Em 1954 a Alemanha regressava ao mundial com uma equipa e ambições renovadas, e com o apêndice de "Ocidental" pela primeira vez. Não sendo cabeça-de-série, ficaria no Grupo 2, onde estavam o Egipto, Turquia e a super-favorita Hungria, campeã olímpica, e com uma linha avançada de meter inveja a qualquer equipa, com Sandor Kocsis e Ferenc Puskas à cabeça de um grupo de homens-golo, que não raras vezes faziam o gosto ao pé três ou quatro vezes por jogo. O mundial realizou-se num formato único, com quatro grupos de quatro equipas cada, e com cada uma a disputar apenas dois jogos; os vencedores dos primeiros jogos encontravam-se no segundo, era atribuído um sistema de dois pontos por vitória e um por empate, e no caso das partidas terminarem empatadas jogava-se um prolongamento de 30 minutos. Caso duas equipas terminassem empatadas em pontos, jogariam um "play-off". Um sistema algo confuso, que levou a que três dos quatro grupos decidissem o 2º lugar através de um jogo de desempate. A Alemanha estreou-se com uma goleada por 4-1 frente à Turquia. enquanto a Hungria fazia gato-sapato dos muito humildes sul-coreanos, goleando sem apelo mnem agravo por 9-0, com os asiáticos a fazerem uma vénia a cada golo marcado pelos "magiares" - Kocsis foi três vezes "venerado". No segundo jogo os alemães provavam o "veneno" húngaro, sasndo goleada por 8-3, o seu pior resultado de sempre em mundiais (ou em qualquer outra competição, suspeito). Só à conta de Kocsis foram quatro, e aos 20 minutos o resultado encontava-se já em 3-0. Enquanto os alemães eram trucidados em Basileia, a Turquia aproveitava-se das fragilidades da Coreia do Sul, vencendo por claros 7-0, e marcando um novo encontro com a Alemanha para o desempate. Em Zurique, local do tira-teimas, os teutónicos seriam ainda menos simpáticos comos turcos do que no primeiro encontro, e venciam facilmente por 7-2. Balanço da primeira parte da competição, 14 golos marcados e 11 sofridos, no mundial com a maior média de golos de sempre: 5,38 por jogo! Do lado da Alemanha Max Morlock levava já 4 golos apontados, seguido de Hans Schäfer com três, mas era Helmut Rahn, o extremo mais conhecido por "Das Boss" que conduzia a orquestra.

# MATERIAL APRESENTADO

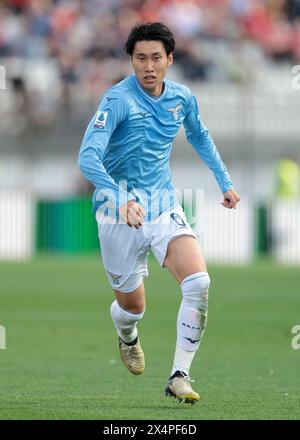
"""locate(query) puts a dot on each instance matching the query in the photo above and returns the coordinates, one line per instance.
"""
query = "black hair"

==

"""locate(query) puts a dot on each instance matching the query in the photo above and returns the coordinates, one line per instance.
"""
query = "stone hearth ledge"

# INSTRUÇÕES
1. Traduza para inglês esta frase do texto sobre a Alemanha no Mundial de 1954: «Caso duas equipas terminassem empatadas em pontos, jogariam um "play-off".»
2. Segundo o texto sobre a Alemanha no Mundial de 1954, qual foi o resultado do jogo de desempate entre a Alemanha e a Turquia, em Zurique?
3. Prossiga o texto sobre a Alemanha no Mundial de 1954 a partir da última frase apresentada.

# RESPOSTAS DOS EXERCÍCIOS
1. If two teams finished level on points, they would play a play-off.

2. A Alemanha venceu por 7-2.

3.
Nos quartos-de-final a Alemanha tinha pela frente a temível Jugoslávia, em Genebra, mas um autogolo de Ivica Horvat logo aos nove minutos baralhavam as contas da equipa das balcãs, e Rahn daria o golpe final aos 85, fazendo o resultado final, "apenas" 2-0. Uma partida pouco animada em termos de golos, em contraste com o Áustria-Suíça, realizado em Lausanne, que terminaria com a vitória dos austríacos por 7-5, naquela que é ainda hoje a partida com mais golos na história dos mundiais - uma marca que muito dificilmente será superada. Mas a Áustria não seria páreo para os motivados jogadores alemães, que aniquilaram os seus vizinhos e "ex-anexos" em Basileia, nas meias-finais, com uns expressivos 6-1. Mais um recorde, desta vez o da meia-final mais desequilibrada de sempre, e com os irmãos Fritz e Ottmar Walter em destaque, ao apontarem dois golos cada. Na final de 4 de Julho, no Estádio Wenkdorf em Berna, reencontravam-se Alemanha e Hungria, naquele que foi considerado um dos grandes clássicos da história dos mundiais, e ficou conhecido entre os alemães por "Das Wunder von Bern", ou "o milagre de Berna". Não terá sido um milagre no sentido do termo, mas os "magiares" eram claramente favoritos à vitória final, e deixariam isso bem claro com dois golos praticamente a abrir o encontro; primeiro foi Puskas aos seis minutos, e dois minutos depois Zoltan Czibor ampliava a vantagem. Temia-se a reedição da goleada de Basileia, na fase de grupos, mas perante 64 mil espectadores e uma chuva diluviana, os alemães reagiam, e Max Marlock reduzia aos 10 minutos, para Helmut Rahn empatar aos 18, voltando tudo ao estado inicial. O jogo foi disputadíssimo, uma autêntica loucura, e Fritz Walter, umdos dois irmãos que "trataram da tosse" aos austríacos, parecia um peixe na água, literalmente, pois a chuva que deixava o estado do terreno quase impraticável não parecia incomodá-lo de todo - ao ponto de ainda hoje na Alemanha se diz cada vez que se joga debaixo deste tipo de condições climáticas, que é "tempo de Fritz Walter". Que giro. Com os jogadores de ambas as equipas a deixarem a pele em campo, a sorte acabaria por sorrir aos alemães, graças a um golo de Rahn aos 84 minutos, deixando o seu povo orgulhoso, e levando o primeiro "caneco" para a repartida Alemanha. Foi tirada a ferros, e deixou bem vincado o carácter combativo da "mannschaft", que seria a sua imagem de marca.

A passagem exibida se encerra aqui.